WORK INSTRUCTIONS
Copy the lines word for word, from the very first one down through the line that contains "column 40, row 108".

Records from a collection
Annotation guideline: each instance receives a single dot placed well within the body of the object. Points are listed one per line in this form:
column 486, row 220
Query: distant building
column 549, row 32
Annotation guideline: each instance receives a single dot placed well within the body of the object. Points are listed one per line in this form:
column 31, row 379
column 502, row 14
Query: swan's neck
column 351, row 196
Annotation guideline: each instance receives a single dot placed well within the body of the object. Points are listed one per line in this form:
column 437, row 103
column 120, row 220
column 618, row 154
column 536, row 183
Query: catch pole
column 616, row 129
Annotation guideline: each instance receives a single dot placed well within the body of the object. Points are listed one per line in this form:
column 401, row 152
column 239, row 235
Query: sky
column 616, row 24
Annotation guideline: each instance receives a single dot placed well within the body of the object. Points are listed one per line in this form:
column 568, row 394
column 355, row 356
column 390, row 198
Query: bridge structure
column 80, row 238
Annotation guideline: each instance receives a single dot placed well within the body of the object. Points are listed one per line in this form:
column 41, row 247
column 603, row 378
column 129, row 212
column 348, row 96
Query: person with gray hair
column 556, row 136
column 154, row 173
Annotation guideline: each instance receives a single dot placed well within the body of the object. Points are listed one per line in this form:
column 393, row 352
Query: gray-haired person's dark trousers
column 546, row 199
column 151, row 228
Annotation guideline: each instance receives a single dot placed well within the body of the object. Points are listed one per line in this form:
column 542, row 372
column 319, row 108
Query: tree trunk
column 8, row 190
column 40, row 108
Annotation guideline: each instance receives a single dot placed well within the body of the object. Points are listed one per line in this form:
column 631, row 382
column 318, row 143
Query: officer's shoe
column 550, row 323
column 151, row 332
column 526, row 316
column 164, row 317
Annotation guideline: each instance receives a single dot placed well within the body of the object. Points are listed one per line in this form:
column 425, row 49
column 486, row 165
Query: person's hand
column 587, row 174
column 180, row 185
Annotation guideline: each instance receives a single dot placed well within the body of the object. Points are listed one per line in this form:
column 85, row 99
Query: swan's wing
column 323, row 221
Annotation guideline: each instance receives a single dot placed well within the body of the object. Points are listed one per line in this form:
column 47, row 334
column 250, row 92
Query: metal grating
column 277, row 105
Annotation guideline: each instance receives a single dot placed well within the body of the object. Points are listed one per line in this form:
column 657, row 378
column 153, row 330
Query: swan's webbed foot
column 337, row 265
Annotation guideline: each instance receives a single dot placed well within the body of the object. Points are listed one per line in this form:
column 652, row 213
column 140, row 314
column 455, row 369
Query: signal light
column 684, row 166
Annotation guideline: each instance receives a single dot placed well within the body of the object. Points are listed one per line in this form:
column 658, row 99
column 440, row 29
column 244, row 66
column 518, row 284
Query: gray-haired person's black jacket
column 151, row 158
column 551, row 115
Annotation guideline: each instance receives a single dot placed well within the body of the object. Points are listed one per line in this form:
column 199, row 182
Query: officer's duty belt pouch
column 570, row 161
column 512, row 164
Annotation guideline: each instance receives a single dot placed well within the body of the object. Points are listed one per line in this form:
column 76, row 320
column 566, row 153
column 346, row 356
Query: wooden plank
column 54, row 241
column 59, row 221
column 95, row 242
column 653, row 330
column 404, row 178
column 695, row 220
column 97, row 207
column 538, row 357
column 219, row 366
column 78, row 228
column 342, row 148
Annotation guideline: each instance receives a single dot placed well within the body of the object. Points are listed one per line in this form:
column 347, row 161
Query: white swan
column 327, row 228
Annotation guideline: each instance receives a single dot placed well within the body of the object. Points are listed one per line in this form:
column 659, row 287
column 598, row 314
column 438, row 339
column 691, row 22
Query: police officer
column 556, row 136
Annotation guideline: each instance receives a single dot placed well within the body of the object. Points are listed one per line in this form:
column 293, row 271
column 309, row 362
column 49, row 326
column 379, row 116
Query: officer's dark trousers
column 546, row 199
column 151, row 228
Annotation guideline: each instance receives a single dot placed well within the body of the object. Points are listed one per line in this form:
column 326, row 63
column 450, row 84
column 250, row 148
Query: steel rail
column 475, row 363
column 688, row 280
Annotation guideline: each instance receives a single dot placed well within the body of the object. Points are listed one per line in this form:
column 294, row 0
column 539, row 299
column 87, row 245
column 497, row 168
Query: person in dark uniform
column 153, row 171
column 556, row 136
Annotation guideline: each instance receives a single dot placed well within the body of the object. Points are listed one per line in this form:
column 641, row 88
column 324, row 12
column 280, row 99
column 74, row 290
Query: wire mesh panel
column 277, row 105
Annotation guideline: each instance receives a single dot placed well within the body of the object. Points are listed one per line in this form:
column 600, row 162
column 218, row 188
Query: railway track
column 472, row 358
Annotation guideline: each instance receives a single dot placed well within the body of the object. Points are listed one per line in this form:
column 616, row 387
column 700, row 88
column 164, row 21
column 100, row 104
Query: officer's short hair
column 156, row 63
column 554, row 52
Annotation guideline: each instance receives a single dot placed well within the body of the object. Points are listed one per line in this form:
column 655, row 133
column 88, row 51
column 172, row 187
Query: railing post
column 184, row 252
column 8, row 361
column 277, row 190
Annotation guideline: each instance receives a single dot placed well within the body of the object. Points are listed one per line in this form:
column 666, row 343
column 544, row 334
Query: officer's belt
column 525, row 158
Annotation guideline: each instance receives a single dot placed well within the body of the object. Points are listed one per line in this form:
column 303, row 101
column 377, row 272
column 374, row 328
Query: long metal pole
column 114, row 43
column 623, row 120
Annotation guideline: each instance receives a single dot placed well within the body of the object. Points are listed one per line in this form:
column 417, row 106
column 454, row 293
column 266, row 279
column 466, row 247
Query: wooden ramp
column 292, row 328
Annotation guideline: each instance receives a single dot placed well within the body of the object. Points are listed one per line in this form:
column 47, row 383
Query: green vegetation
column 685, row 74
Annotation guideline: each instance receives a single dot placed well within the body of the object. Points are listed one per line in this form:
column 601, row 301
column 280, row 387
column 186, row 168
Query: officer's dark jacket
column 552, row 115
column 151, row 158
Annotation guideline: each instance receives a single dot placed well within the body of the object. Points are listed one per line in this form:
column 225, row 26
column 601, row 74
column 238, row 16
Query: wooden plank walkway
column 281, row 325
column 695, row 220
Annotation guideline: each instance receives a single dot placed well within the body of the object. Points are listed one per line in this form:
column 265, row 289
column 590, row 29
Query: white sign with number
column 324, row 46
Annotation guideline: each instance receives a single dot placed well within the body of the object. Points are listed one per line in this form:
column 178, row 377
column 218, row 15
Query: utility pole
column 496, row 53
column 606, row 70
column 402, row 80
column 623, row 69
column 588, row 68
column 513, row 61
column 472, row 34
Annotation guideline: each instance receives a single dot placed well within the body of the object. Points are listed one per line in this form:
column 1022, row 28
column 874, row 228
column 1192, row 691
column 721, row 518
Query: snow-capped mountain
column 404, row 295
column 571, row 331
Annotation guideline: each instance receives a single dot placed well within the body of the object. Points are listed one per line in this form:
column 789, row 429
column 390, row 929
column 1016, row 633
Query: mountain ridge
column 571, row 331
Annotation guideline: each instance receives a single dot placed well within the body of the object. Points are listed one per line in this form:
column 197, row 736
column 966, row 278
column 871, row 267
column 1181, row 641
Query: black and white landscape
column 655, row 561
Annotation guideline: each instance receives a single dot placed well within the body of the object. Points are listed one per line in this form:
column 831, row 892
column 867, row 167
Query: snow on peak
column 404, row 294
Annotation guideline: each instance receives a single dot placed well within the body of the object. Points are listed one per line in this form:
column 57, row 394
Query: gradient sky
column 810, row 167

RESPONSE TO THE EXERCISE
Annotation guideline: each instance receives a single dot placed well within the body of the object. Points are listed one per line in this form:
column 486, row 220
Query: distant building
column 549, row 32
Annotation guideline: each instance receives a single dot placed well within the body of the object. Points are listed one per line in this form:
column 31, row 379
column 502, row 14
Query: swan's neck
column 351, row 196
Annotation guideline: each instance receives a single dot placed well within the body of the object. Points are listed one per line in this form:
column 437, row 103
column 120, row 220
column 618, row 154
column 536, row 183
Query: catch pole
column 616, row 129
Annotation guideline: each instance receives a single dot placed well within the body of the object. Points are listed one per line in this form:
column 401, row 152
column 239, row 235
Query: sky
column 616, row 24
Annotation guideline: each instance receives a single dot placed well within the body of the object. Points are listed one per line in this form:
column 568, row 394
column 355, row 356
column 390, row 198
Query: bridge structure
column 80, row 238
Annotation guideline: each instance receives a single dot placed well within the body of the object. Points are listed one per line in this form:
column 41, row 247
column 603, row 378
column 129, row 212
column 348, row 96
Query: person with gray hair
column 556, row 136
column 154, row 173
Annotation guideline: each instance receives a single dot placed well within the body of the object. Points are listed one per line in this form:
column 393, row 352
Query: gray-haired person's dark trousers
column 546, row 199
column 151, row 228
Annotation guideline: each instance receives a single dot placed well within the body of the object. Points are listed one per line in this form:
column 542, row 372
column 319, row 108
Query: tree trunk
column 8, row 190
column 40, row 108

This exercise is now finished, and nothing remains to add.